**TASK 1:**
Tally the lines in the listing that contain the string "trunk", treating case as significant, and give only the number.
___ PROVIDED PASSAGE
Love Note From Nature

I’ll be honest: I have been having a hard time.

The weather is turning springtime: the sun is shining, the leaves are fluttering green and fresh, grass is being mowed, birds are wooing and cooing, but I am stuck in my head – in a place of negativity, anxiety, and doubt.

I’m feeling hopeless. I’m feeling like I have nothing to look forward to.  I’m feel a pressing grief about all that we have already lost and fear about all that we are set to lose in the coming months.

  • The smell of sunscreen reminds me of the beach vacation we take every year with my parents: nope, cancelled.
  • The warm breeze reminds me of baseball games and park picnics with friends: no, not happening.
  • The seedlings we are planting remind me of the farmer’s market, live music, and popsicles: nope, not this year.
  • The squirt guns my kids are chasing each other with remind me of going to the pool and waterparks: nuh-uh, closed for the summer.
  • Well at least I might get some time to myself to read in the shade… no, yet again, no…since there won’t be any summer camps and, for that matter, my kids may never see the inside of a school building again.

I know I need to focus on the joys of the present: my kids actually playing together and enjoying each other’s company. My husband spending so much time at home with us. My plants beginning to grow. There is a “new normal,” as everyone likes to say. The earth is healing. The people are connecting from a distance.

Blarg.

It has been so hard for me to avert my eyes from the uncertainty of the future. It is hard to stay tucked in to my present. Am I depressed? Maybe. I’m definitely deeply sad. I’m not quite panicked, but I’m definitely operating in a state of mild trauma.
______
___ DATA
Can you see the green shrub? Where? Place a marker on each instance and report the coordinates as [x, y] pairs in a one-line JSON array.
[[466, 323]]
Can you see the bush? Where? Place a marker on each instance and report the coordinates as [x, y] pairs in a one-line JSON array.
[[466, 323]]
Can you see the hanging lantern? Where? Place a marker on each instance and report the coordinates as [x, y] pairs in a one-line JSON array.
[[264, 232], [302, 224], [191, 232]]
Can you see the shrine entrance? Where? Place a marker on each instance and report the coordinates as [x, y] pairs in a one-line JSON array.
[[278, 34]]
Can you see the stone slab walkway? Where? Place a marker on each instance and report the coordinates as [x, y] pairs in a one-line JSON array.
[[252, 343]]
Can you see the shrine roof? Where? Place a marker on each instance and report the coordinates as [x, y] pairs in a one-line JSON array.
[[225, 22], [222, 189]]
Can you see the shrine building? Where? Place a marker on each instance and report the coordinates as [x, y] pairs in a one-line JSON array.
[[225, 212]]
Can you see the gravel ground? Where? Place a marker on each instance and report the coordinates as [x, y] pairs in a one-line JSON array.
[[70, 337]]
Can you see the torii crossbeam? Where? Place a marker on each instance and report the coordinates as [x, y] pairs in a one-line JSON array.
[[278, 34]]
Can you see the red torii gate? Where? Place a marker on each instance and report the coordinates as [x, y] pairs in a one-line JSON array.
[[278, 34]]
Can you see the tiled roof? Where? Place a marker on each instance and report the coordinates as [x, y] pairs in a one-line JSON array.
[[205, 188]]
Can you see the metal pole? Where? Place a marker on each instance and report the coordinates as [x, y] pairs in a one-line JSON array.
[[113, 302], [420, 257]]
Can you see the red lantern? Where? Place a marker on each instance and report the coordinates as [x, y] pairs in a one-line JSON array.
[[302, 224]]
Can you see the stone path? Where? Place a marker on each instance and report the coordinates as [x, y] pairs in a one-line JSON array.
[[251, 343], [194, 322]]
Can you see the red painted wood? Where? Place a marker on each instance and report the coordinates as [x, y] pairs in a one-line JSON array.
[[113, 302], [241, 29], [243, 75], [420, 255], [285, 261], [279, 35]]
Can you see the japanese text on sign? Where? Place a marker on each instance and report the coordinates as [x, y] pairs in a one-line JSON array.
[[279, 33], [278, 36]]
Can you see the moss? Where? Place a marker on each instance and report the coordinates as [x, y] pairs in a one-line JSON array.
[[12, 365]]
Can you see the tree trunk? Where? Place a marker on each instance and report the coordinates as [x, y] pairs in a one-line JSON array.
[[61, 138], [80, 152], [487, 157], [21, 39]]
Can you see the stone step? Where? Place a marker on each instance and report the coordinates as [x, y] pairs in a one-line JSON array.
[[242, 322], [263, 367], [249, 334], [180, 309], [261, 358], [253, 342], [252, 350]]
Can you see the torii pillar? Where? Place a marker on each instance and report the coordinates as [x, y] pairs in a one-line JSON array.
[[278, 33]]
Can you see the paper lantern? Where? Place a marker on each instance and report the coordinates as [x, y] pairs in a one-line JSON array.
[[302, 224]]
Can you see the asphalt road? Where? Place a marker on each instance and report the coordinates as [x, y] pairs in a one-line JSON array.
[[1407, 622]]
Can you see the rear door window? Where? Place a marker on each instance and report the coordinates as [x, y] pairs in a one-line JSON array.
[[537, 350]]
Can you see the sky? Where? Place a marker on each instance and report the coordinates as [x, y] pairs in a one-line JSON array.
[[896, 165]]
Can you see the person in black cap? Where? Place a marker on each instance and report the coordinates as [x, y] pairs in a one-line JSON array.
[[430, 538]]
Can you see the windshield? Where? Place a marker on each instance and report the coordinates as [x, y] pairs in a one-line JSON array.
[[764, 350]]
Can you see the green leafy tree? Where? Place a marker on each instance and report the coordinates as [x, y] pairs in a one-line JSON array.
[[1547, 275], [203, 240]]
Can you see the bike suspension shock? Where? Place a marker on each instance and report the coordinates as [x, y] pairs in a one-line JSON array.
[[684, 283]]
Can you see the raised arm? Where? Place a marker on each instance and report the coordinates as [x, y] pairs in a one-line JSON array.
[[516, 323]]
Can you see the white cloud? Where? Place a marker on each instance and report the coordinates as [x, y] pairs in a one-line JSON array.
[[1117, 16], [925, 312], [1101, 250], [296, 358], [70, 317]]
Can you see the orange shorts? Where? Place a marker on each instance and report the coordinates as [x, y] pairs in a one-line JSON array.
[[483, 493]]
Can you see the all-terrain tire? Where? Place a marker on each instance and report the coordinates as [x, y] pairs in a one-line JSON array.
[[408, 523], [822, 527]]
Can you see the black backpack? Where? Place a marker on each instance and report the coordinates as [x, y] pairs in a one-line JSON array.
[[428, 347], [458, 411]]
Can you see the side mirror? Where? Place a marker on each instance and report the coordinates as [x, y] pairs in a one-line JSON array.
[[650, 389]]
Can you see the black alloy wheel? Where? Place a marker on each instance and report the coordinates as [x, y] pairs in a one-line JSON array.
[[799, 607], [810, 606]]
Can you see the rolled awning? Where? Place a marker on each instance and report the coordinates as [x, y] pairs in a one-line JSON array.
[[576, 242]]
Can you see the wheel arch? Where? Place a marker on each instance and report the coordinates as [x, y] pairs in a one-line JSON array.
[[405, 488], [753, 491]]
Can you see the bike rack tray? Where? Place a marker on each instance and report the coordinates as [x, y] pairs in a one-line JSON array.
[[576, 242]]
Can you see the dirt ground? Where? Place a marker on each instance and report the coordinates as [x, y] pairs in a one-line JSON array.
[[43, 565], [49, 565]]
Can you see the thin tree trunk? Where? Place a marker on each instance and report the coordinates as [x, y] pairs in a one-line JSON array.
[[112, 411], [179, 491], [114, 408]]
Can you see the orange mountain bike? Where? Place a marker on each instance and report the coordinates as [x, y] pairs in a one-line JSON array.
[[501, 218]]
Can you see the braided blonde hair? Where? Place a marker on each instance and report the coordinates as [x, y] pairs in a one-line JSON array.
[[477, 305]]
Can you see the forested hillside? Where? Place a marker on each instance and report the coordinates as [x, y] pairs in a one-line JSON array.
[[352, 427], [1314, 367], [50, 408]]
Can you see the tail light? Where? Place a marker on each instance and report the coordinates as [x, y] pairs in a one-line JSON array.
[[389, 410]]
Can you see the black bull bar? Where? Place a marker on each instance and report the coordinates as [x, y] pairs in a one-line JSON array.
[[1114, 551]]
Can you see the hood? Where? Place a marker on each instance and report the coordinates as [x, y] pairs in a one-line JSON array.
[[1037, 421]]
______
**TASK 2:**
According to "Love Note From Nature," why does the hope of getting some time alone to read in the shade fall through?

**WRITTEN REPLY 1:**
2

**WRITTEN REPLY 2:**
It falls through because there won't be any summer camps. The kids may also never see the inside of a school building again.